Stored data =
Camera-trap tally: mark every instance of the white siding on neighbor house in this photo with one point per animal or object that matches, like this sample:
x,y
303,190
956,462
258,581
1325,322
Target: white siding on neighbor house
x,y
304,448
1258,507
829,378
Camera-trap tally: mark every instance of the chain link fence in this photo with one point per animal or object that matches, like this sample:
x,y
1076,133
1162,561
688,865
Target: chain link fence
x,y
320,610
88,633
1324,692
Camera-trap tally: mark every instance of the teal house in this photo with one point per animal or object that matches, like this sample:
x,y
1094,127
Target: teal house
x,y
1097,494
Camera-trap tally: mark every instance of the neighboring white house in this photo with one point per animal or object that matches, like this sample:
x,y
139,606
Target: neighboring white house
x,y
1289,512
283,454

Set task = Update the records above so that each "Camera-trap tally" becomes "Field survey", with every other part left unchanged.

Answer to the exercise =
Field survey: mark every instance of the white siding on neighbor house in this photo with one point per animal or object that matches, like this sample:
x,y
303,190
956,462
258,581
1325,322
Target: white siding on neighbor house
x,y
304,448
1258,507
829,378
Field survey: mark every instance of the chain link fence in this photo with one point per animal or object that matches, like this sample:
x,y
1076,133
1162,561
688,865
Target: chain link fence
x,y
320,610
88,633
1324,692
Field survey: mark every instance of the teal house in this photo with one point per animal or object that matches, like this sample:
x,y
1094,127
Target: teal house
x,y
1097,494
Field survey: mark every instance of the neighboring white house in this photo with one point per animal or object that matches, like this sample:
x,y
139,606
Target: neighboring white house
x,y
1289,512
283,454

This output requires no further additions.